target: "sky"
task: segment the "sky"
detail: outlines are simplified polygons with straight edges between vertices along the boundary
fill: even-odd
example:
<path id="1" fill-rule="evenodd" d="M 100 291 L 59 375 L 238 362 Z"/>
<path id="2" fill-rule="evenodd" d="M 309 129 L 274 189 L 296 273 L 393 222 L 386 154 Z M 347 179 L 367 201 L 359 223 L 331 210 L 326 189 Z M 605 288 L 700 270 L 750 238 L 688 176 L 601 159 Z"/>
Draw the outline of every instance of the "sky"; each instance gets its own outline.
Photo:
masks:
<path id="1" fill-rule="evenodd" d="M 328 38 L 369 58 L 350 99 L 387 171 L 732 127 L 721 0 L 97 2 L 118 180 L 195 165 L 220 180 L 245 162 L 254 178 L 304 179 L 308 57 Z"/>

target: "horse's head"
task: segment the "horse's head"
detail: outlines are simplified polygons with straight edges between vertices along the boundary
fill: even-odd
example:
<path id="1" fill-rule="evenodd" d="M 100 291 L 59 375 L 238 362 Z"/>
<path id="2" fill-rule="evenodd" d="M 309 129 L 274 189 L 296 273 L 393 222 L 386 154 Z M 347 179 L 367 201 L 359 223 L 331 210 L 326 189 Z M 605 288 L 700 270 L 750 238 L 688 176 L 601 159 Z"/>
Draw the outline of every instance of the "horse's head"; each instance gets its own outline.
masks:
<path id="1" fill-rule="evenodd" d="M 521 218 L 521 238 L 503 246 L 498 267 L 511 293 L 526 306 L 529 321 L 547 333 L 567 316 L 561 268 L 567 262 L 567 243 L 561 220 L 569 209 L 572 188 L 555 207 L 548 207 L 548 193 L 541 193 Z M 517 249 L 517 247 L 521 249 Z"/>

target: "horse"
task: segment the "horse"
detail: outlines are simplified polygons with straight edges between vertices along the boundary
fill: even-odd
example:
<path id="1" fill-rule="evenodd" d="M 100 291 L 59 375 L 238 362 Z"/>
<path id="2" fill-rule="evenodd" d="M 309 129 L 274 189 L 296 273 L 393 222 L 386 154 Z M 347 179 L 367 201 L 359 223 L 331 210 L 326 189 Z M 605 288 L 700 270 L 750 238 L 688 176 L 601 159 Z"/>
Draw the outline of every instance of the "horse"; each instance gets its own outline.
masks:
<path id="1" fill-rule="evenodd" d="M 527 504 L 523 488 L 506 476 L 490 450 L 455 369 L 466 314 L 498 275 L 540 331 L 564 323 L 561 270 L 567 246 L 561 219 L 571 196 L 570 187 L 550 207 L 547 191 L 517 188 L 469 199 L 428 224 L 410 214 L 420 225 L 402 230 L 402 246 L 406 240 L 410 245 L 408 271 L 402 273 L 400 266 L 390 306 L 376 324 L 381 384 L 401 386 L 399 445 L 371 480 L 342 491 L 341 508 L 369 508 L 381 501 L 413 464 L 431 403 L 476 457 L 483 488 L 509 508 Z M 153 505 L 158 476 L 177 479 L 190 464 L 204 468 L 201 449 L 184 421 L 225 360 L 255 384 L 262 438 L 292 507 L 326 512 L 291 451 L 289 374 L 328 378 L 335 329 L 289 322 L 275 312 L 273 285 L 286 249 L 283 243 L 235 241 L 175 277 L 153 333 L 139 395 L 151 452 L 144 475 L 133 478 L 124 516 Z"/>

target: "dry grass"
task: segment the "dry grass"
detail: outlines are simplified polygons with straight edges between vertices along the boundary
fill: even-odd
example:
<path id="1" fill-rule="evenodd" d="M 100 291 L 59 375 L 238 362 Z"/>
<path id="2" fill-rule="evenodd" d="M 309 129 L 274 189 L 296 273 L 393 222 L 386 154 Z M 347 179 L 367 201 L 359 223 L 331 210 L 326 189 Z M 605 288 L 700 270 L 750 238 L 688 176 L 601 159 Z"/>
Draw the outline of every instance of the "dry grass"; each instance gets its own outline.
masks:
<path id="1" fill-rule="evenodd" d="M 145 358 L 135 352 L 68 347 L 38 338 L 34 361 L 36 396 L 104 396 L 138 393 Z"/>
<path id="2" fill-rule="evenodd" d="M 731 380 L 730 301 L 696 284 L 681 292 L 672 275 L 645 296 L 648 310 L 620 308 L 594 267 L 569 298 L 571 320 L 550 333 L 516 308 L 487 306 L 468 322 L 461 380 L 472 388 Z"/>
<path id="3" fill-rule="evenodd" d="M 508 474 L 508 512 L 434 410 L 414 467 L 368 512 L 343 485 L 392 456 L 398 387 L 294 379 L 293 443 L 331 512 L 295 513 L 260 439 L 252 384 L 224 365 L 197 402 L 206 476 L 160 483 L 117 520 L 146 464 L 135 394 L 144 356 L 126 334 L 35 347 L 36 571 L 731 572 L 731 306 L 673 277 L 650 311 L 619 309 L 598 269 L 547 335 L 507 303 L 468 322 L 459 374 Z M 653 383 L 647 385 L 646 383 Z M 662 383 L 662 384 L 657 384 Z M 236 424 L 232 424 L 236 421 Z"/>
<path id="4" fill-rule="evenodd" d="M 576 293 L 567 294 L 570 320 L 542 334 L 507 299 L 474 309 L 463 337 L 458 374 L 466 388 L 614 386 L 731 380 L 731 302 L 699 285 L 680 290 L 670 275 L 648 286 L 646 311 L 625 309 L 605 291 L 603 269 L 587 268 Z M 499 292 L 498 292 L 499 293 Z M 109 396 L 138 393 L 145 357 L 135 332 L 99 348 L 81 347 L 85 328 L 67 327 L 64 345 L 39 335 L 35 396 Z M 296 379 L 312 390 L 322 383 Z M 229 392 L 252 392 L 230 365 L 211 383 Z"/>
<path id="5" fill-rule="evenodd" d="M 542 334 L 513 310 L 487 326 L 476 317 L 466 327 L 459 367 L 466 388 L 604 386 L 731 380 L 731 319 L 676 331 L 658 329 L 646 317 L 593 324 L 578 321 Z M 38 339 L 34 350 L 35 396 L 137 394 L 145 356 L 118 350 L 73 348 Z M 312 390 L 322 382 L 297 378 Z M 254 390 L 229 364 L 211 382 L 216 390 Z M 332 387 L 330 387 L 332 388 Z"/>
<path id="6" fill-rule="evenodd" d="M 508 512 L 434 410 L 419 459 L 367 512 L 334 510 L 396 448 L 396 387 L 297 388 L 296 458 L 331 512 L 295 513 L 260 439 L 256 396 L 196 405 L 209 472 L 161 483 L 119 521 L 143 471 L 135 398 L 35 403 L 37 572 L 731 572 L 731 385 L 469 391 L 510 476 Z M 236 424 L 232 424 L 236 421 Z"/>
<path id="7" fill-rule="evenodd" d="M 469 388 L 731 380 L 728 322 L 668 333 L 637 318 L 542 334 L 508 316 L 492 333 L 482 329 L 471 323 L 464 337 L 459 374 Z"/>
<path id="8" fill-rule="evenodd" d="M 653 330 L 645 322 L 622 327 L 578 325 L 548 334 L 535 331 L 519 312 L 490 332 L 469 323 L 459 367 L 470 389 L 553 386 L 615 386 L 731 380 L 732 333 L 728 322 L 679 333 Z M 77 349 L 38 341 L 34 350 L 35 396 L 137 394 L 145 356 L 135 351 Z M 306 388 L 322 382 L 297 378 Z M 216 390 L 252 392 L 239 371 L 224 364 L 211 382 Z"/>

-=-=-=-=-

Activity: Retype the lines above, keeping every character.

Your response:
target: "sky"
task: segment the "sky"
detail: outlines are simplified polygons with straight edges between vertices along the boundary
fill: even-odd
example:
<path id="1" fill-rule="evenodd" d="M 100 291 L 59 375 L 238 362 Z"/>
<path id="2" fill-rule="evenodd" d="M 309 129 L 274 189 L 296 273 L 393 222 L 386 154 Z M 347 179 L 367 201 L 359 223 L 331 210 L 326 189 Z M 605 288 L 700 270 L 750 238 L 688 176 L 601 159 Z"/>
Draw the outline of every instance of the "sky"; each instance gets its own outline.
Photo:
masks:
<path id="1" fill-rule="evenodd" d="M 328 38 L 369 58 L 350 99 L 387 171 L 732 127 L 721 0 L 97 2 L 118 180 L 195 165 L 220 180 L 245 162 L 254 178 L 304 179 L 308 57 Z"/>

target: "horse's head"
task: segment the "horse's head"
detail: outlines are simplified polygons with straight edges between vertices along the boundary
fill: even-odd
example:
<path id="1" fill-rule="evenodd" d="M 100 291 L 59 375 L 238 362 Z"/>
<path id="2" fill-rule="evenodd" d="M 309 129 L 274 189 L 296 273 L 393 222 L 386 154 Z M 347 179 L 367 201 L 359 223 L 331 210 L 326 189 Z M 605 288 L 700 270 L 750 238 L 688 176 L 601 159 Z"/>
Draw the outline of every instance of the "horse's head"; each instance gets its own outline.
masks:
<path id="1" fill-rule="evenodd" d="M 521 218 L 521 238 L 503 246 L 498 267 L 511 293 L 526 306 L 529 321 L 547 333 L 567 316 L 561 268 L 567 262 L 567 243 L 561 220 L 569 209 L 572 188 L 555 207 L 548 207 L 548 193 L 541 193 Z M 517 249 L 517 247 L 521 249 Z"/>

target: "horse"
task: segment the "horse"
detail: outlines are simplified polygons with straight edges between vertices along the boundary
fill: even-odd
example:
<path id="1" fill-rule="evenodd" d="M 100 291 L 59 375 L 238 362 Z"/>
<path id="2" fill-rule="evenodd" d="M 309 129 L 274 189 L 296 273 L 393 222 L 386 154 Z M 347 179 L 367 201 L 359 223 L 331 210 L 326 189 Z M 605 288 L 700 270 L 750 238 L 688 176 L 601 159 Z"/>
Draw the outline of every instance of the "horse"; each instance gets its own outline.
masks:
<path id="1" fill-rule="evenodd" d="M 527 504 L 523 488 L 506 476 L 490 450 L 455 369 L 466 314 L 498 275 L 540 331 L 564 323 L 561 270 L 567 246 L 561 219 L 571 196 L 570 187 L 550 207 L 547 191 L 517 188 L 469 199 L 428 224 L 410 214 L 420 225 L 402 230 L 402 246 L 406 240 L 410 245 L 408 271 L 402 273 L 400 266 L 390 306 L 376 324 L 381 384 L 401 386 L 399 445 L 371 480 L 342 491 L 341 508 L 369 508 L 381 501 L 413 464 L 431 403 L 476 457 L 483 488 L 509 508 Z M 153 505 L 158 476 L 177 479 L 190 464 L 204 468 L 201 449 L 184 421 L 225 360 L 255 384 L 262 438 L 292 507 L 326 512 L 291 451 L 289 374 L 328 378 L 335 329 L 289 322 L 275 312 L 273 285 L 286 249 L 283 243 L 235 241 L 175 277 L 153 333 L 139 395 L 151 452 L 144 475 L 133 478 L 124 516 Z"/>

target: "dry grass"
task: segment the "dry grass"
detail: outlines are simplified polygons with straight edges between vertices along the boundary
fill: even-odd
example:
<path id="1" fill-rule="evenodd" d="M 100 291 L 59 375 L 238 362 Z"/>
<path id="2" fill-rule="evenodd" d="M 309 129 L 274 189 L 296 273 L 393 222 L 386 154 Z M 347 179 L 367 201 L 359 223 L 331 210 L 326 189 Z M 605 288 L 700 270 L 750 238 L 688 176 L 601 159 Z"/>
Draw the outline of every instance of the "dry grass"; each instance gets its own outline.
masks:
<path id="1" fill-rule="evenodd" d="M 145 358 L 135 352 L 68 347 L 38 338 L 34 361 L 36 396 L 104 396 L 138 393 Z"/>
<path id="2" fill-rule="evenodd" d="M 731 380 L 730 301 L 696 284 L 681 292 L 672 275 L 645 296 L 648 310 L 620 308 L 594 267 L 569 298 L 571 320 L 550 333 L 516 308 L 487 306 L 468 322 L 461 380 L 472 388 Z"/>
<path id="3" fill-rule="evenodd" d="M 508 474 L 508 512 L 434 410 L 414 467 L 368 512 L 343 485 L 392 456 L 398 387 L 294 379 L 293 443 L 331 512 L 295 513 L 260 439 L 252 384 L 224 365 L 197 402 L 206 476 L 160 483 L 117 520 L 146 464 L 135 394 L 144 356 L 126 334 L 35 347 L 36 571 L 731 572 L 731 306 L 673 277 L 650 311 L 619 309 L 598 269 L 547 335 L 507 303 L 468 322 L 459 374 Z M 653 383 L 647 385 L 646 383 Z M 662 383 L 662 384 L 657 384 Z M 236 424 L 232 424 L 236 421 Z"/>
<path id="4" fill-rule="evenodd" d="M 576 293 L 567 294 L 570 320 L 542 334 L 507 299 L 474 309 L 463 337 L 458 374 L 466 388 L 614 386 L 731 380 L 731 302 L 699 285 L 680 290 L 670 275 L 648 286 L 646 311 L 625 309 L 605 291 L 603 269 L 587 268 Z M 499 292 L 498 292 L 499 293 Z M 109 396 L 138 393 L 145 357 L 135 332 L 99 348 L 81 347 L 85 328 L 67 327 L 64 345 L 39 335 L 35 396 Z M 296 379 L 312 390 L 322 383 Z M 229 392 L 252 392 L 230 365 L 211 383 Z"/>
<path id="5" fill-rule="evenodd" d="M 542 334 L 513 310 L 487 326 L 476 317 L 466 327 L 459 367 L 466 388 L 604 386 L 731 380 L 731 319 L 676 331 L 658 329 L 646 317 L 593 324 L 578 321 Z M 38 339 L 34 350 L 35 396 L 137 394 L 145 356 L 118 350 L 73 348 Z M 312 390 L 322 382 L 297 378 Z M 254 390 L 229 364 L 211 382 L 216 390 Z M 332 387 L 330 387 L 332 388 Z"/>
<path id="6" fill-rule="evenodd" d="M 508 512 L 434 410 L 419 459 L 367 512 L 334 510 L 396 448 L 396 387 L 297 388 L 296 458 L 331 512 L 295 513 L 260 439 L 256 396 L 196 405 L 209 472 L 161 483 L 119 521 L 143 471 L 135 398 L 35 403 L 37 572 L 731 572 L 731 385 L 469 391 L 510 476 Z M 236 424 L 232 424 L 236 421 Z"/>
<path id="7" fill-rule="evenodd" d="M 469 388 L 731 380 L 728 322 L 668 333 L 637 318 L 542 334 L 508 316 L 492 333 L 482 329 L 471 323 L 464 337 L 459 374 Z"/>
<path id="8" fill-rule="evenodd" d="M 653 330 L 645 322 L 622 327 L 578 325 L 548 334 L 535 331 L 519 312 L 490 332 L 469 323 L 459 367 L 470 389 L 553 386 L 615 386 L 731 380 L 732 333 L 728 322 L 679 333 Z M 77 349 L 38 341 L 34 350 L 35 396 L 137 394 L 145 356 L 135 351 Z M 306 388 L 322 382 L 297 378 Z M 216 390 L 252 392 L 239 371 L 224 364 L 211 382 Z"/>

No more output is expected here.